One of his young boys, who had recently moved to Ståle’s home and had been assumed to have Duchenne’s muscular dystrophy, was clearly different from the other children. I saw him with Amisha, a neurology resident from Children’s Hospital of Philadelphia, and, unfortunately, we really had no history as the boy couldn’t give us any and Ståle had no family members to contact. The boy was unable to walk, but had no pseudohypertrophy of his calves and the majority of his atrophy was in his shoulders and arms. He also had some mild wasting of his temporalis muscles. Given this constellation of findings, it became clear to us that he had either fascio-scapulo-humeral or limb-girdle dystrophy, both of which have a tremendously better overall prognosis than Duchenne’s as they have a normal life span, albeit with significant disability. Still, it was a bit of good news we were able to relay.

• _Supplied material_
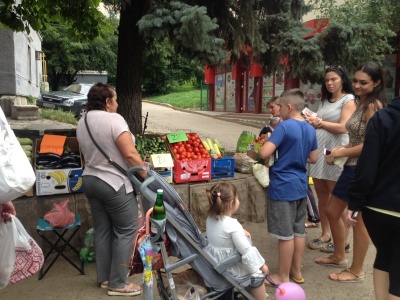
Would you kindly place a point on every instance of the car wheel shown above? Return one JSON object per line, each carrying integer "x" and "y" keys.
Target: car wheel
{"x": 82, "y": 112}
--
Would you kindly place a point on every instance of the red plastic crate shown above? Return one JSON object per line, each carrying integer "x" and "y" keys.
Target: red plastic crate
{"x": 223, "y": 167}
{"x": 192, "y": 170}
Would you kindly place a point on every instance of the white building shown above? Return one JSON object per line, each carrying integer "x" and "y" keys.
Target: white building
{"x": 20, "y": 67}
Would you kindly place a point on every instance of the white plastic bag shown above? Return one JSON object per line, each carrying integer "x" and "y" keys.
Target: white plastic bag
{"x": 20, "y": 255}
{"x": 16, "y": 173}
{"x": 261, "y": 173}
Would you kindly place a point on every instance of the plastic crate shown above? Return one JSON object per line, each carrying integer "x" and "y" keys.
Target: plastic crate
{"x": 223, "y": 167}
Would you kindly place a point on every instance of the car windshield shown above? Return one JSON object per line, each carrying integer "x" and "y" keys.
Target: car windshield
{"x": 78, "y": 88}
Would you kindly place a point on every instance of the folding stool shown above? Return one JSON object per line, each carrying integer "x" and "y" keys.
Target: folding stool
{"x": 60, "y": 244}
==
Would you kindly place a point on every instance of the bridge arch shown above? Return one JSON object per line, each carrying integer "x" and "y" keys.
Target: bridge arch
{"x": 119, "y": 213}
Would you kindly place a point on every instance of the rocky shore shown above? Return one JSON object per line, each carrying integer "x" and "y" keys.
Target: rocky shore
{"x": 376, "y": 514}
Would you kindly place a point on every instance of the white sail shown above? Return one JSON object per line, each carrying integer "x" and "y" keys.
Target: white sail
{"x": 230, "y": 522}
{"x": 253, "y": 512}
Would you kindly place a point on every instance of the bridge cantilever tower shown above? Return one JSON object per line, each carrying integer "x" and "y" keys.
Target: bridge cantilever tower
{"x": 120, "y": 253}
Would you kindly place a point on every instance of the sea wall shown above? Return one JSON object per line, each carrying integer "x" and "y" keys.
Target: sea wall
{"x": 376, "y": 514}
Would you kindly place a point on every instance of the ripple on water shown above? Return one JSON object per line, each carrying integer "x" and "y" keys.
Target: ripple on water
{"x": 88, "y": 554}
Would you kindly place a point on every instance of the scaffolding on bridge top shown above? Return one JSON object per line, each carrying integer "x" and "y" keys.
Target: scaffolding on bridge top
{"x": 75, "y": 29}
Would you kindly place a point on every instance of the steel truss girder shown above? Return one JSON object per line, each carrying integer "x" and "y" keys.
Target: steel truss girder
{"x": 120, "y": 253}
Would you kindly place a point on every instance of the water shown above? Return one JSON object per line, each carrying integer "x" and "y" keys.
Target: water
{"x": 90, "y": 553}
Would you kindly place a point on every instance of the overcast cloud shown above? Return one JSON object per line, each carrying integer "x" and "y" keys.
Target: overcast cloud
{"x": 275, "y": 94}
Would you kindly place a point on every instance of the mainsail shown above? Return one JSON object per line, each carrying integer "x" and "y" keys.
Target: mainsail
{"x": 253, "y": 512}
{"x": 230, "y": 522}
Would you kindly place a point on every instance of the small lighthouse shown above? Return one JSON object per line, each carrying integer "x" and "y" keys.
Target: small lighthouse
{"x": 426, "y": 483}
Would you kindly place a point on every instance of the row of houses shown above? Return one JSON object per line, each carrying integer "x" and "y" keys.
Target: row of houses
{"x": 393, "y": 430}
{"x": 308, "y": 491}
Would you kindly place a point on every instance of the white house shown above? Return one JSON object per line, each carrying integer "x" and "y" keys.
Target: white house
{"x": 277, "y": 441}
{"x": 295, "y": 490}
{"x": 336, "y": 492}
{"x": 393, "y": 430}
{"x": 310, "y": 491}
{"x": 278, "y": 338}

• _Work instructions_
(1) According to the dystrophy passage, why was it good news that the boy had either fascio-scapulo-humeral or limb-girdle dystrophy rather than Duchenne's? Answer in one to three sentences.
(2) In the dystrophy passage, which hospital was Amisha a neurology resident from?
(3) Update part of the dystrophy passage. Begin at the words "One of his young" and stop after "able to relay.". In that part, replace "calves" with "legs".
The records have no connection to the dystrophy passage.

• _Answers to this exercise_
(1) Both of those dystrophies have a far better overall prognosis than Duchenne's, because people who have them have a normal life span. They still live with significant disability.

(2) Children's Hospital of Philadelphia.

(3)
One of his young boys, who had recently moved to Ståle’s home and had been assumed to have Duchenne’s muscular dystrophy, was clearly different from the other children. I saw him with Amisha, a neurology resident from Children’s Hospital of Philadelphia, and, unfortunately, we really had no history as the boy couldn’t give us any and Ståle had no family members to contact. The boy was unable to walk, but had no pseudohypertrophy of his legs and the majority of his atrophy was in his shoulders and arms. He also had some mild wasting of his temporalis muscles. Given this constellation of findings, it became clear to us that he had either fascio-scapulo-humeral or limb-girdle dystrophy, both of which have a tremendously better overall prognosis than Duchenne’s as they have a normal life span, albeit with significant disability. Still, it was a bit of good news we were able to relay.